─── TASK INPUT ───

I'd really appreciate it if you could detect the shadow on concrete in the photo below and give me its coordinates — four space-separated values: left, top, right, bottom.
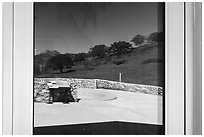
33 121 165 135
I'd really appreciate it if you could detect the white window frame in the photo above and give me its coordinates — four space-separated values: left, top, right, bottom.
2 2 202 135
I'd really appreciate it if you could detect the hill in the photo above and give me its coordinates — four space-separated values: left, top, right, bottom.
36 43 164 86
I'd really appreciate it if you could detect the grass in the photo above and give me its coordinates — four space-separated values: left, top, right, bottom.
36 44 164 86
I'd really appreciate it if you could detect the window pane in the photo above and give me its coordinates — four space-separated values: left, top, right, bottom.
33 2 165 135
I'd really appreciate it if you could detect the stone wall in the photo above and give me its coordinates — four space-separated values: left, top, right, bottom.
34 78 163 102
96 79 162 95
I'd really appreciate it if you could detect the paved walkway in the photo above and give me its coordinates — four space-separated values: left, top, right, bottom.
34 89 163 127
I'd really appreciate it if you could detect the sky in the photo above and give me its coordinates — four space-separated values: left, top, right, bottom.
35 2 162 53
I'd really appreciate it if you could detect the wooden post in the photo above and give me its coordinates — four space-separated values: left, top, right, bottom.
119 73 122 82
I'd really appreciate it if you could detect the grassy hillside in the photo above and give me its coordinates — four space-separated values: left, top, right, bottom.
38 44 164 86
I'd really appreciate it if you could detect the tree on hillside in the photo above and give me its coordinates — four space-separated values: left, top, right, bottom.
131 35 145 45
48 54 73 73
34 50 60 75
73 53 87 63
109 41 132 56
148 32 164 43
90 45 108 58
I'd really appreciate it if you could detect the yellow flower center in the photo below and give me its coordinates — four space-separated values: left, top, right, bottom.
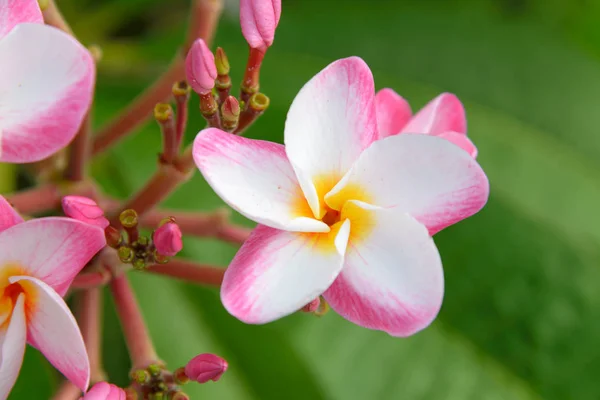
295 176 373 251
0 264 37 330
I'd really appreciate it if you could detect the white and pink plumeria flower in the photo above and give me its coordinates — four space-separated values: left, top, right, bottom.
194 57 489 336
0 196 106 400
375 88 477 157
0 0 95 163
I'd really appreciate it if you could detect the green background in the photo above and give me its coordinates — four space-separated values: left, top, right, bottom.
3 0 600 400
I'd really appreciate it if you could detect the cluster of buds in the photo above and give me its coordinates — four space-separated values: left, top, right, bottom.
126 353 228 400
186 0 281 134
105 209 183 269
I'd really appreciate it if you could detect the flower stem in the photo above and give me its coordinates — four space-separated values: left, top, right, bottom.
71 270 111 289
65 112 92 181
146 258 225 287
110 275 158 369
77 288 106 385
92 0 223 155
111 164 191 226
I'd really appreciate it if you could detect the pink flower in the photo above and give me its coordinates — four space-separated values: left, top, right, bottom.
0 196 106 399
152 222 183 257
193 57 489 336
79 382 127 400
375 88 477 157
0 0 95 163
62 196 109 229
185 353 228 383
240 0 281 52
185 39 217 94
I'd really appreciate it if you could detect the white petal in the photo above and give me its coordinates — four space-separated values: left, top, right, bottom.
221 221 350 324
285 57 377 218
324 201 444 336
325 134 489 234
0 217 106 295
194 128 329 232
0 23 95 163
0 294 27 400
9 276 90 391
0 0 44 39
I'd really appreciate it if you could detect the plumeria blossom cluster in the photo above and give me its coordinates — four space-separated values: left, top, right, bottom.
0 0 489 400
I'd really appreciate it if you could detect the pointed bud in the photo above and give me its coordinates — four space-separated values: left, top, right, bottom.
240 0 281 52
152 222 183 257
80 382 126 400
301 297 321 313
215 47 229 75
185 39 217 94
185 353 228 383
62 196 109 229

───

→ **TASK TO COMPLETE**
Rescale the stretch of the listing from the line containing "I'd really appreciate it if you could detect the pink" through the end of the listing, both ends included: reproduce every line, requests included, with each bounding-box coordinate in the answers multiplied by 0.25 and rounded to the nearest whole number, halves rounded up.

→ **SOLUTION**
I'd really appreciate it if you could detect the pink flower in the photo above and give me its coordinates — four space-separated values: left, top, right, bottom.
0 49 27 100
38 56 46 64
48 14 122 84
20 96 32 100
94 22 119 39
0 0 24 41
16 49 27 57
46 88 57 96
60 0 70 13
46 10 54 24
I'd really appreciate it if you could detect the white petal in the photo above and give me its coordinates — four space-separated values: left, top, right, bottom.
55 55 88 81
71 14 94 55
81 50 111 84
81 34 122 59
0 54 27 74
49 32 82 58
0 6 24 41
0 74 7 100
2 69 23 98
0 0 11 10
I'd really appreciate it if you could detect the plumeria blossom cluster in the photo above and give me its coordinates — four space-separated values: left, top, right, bottom.
0 0 122 100
I'd really appreciate it if you could detect the pointed bud in the photo above and give me its coordinates — four space-separated values: left, top, right, bottom.
60 0 70 13
38 56 46 64
20 96 32 100
75 74 80 78
54 12 57 19
46 10 54 24
46 88 57 96
16 49 27 57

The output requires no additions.